[start of Stored data]

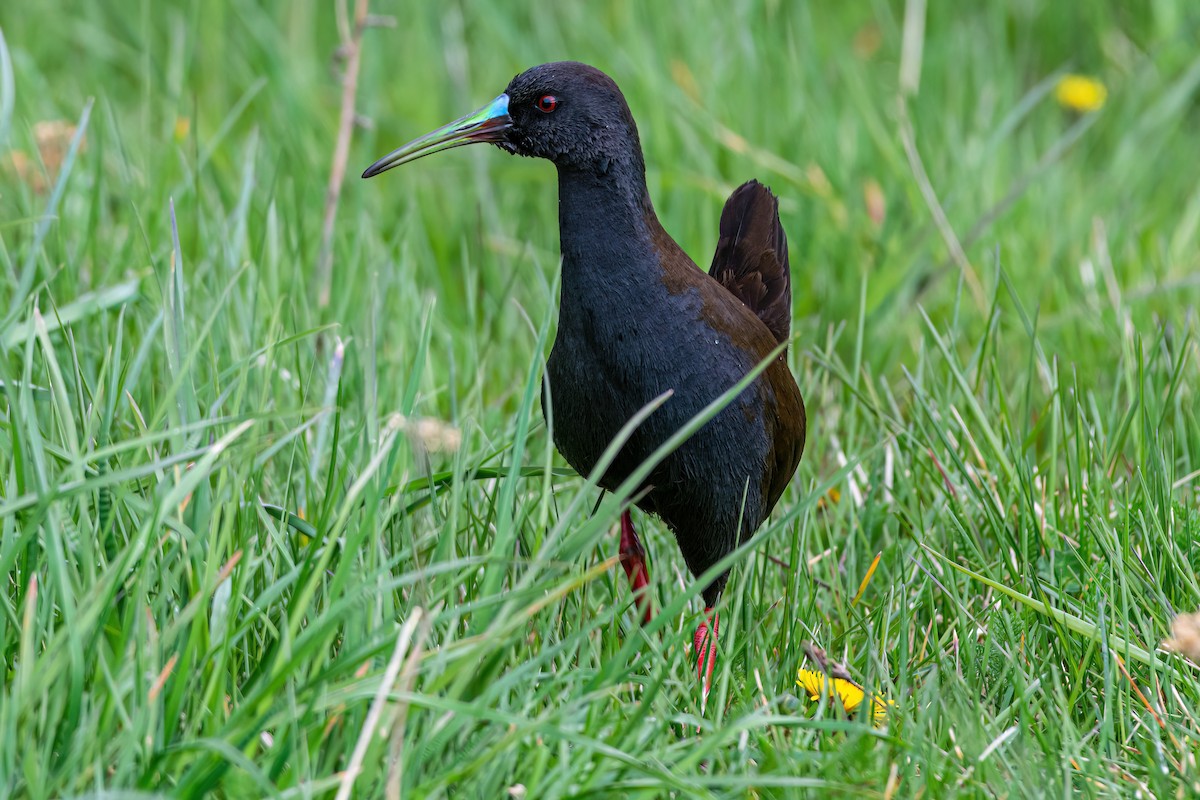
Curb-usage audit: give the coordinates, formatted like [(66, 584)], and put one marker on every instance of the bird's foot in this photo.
[(706, 653), (633, 559)]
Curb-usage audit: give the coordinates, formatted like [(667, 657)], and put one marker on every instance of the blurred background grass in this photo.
[(1027, 411)]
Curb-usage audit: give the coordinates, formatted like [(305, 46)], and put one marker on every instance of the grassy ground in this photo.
[(1012, 427)]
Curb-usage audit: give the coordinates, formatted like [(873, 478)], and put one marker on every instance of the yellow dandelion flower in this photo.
[(850, 693), (1080, 94)]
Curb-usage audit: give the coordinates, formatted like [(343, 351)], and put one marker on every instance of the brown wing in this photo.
[(751, 257)]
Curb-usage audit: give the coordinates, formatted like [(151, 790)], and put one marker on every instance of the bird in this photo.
[(639, 318)]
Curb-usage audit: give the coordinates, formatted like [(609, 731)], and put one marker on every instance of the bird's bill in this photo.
[(489, 124)]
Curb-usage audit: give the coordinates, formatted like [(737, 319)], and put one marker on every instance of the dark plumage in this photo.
[(637, 318)]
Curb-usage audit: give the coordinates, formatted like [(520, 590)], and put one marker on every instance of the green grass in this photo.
[(228, 561)]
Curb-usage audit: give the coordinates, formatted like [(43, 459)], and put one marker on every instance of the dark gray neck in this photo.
[(606, 229)]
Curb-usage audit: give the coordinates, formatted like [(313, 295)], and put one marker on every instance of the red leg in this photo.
[(706, 650), (633, 558)]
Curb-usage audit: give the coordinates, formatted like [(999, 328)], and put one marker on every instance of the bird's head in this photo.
[(565, 112)]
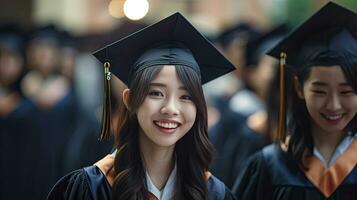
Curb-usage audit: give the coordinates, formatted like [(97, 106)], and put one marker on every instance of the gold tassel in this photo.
[(106, 114), (282, 100)]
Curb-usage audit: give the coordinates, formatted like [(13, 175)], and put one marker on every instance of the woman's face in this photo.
[(167, 112), (330, 101)]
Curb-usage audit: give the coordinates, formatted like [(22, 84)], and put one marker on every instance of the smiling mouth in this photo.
[(167, 125), (333, 117)]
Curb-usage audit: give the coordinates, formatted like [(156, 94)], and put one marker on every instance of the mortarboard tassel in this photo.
[(282, 100), (106, 114)]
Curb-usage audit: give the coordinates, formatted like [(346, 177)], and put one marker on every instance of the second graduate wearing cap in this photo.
[(318, 160), (163, 150)]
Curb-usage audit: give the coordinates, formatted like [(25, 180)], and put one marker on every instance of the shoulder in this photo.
[(217, 190), (87, 183)]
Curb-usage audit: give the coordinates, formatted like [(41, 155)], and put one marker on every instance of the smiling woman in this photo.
[(315, 157), (163, 149)]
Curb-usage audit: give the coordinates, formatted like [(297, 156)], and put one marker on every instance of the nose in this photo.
[(170, 107), (333, 102)]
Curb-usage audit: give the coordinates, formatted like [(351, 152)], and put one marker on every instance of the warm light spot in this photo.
[(116, 8), (136, 9)]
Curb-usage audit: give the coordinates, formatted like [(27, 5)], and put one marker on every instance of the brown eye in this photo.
[(155, 93), (318, 91), (186, 97)]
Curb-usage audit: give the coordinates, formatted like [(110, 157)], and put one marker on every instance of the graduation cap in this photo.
[(327, 38), (171, 41)]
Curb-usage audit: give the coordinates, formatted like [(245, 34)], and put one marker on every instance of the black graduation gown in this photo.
[(90, 183), (234, 142), (270, 176)]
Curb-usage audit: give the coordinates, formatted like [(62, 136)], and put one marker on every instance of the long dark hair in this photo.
[(299, 122), (193, 152)]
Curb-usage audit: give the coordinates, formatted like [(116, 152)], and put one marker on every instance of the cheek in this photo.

[end of Stored data]

Work instructions — Can you retype, character for character, the lines running from the one containing "wearing cap in this photo." through the one containing "[(170, 107), (333, 102)]", both of those included?

Answer for the task —
Curb-usage audit: give the coordinates, formatted like [(346, 177)], and put one marker on every instance of the second graduate wearing cap in this photo.
[(318, 160), (163, 150)]
Curb-usage audit: give the coordinates, formatted like [(25, 180)], and put one marker on every instance of the shoulder in this photo.
[(217, 190), (87, 183)]
Curb-usage audit: give the coordinates, formatted like [(41, 155)], and put one marker on every instance of the smiling woman in this photo.
[(315, 157), (163, 149)]
Curb-usage audit: give the coordinates, formatted like [(297, 156)], and put one marker on every instance of the nose in this photo.
[(170, 107), (333, 102)]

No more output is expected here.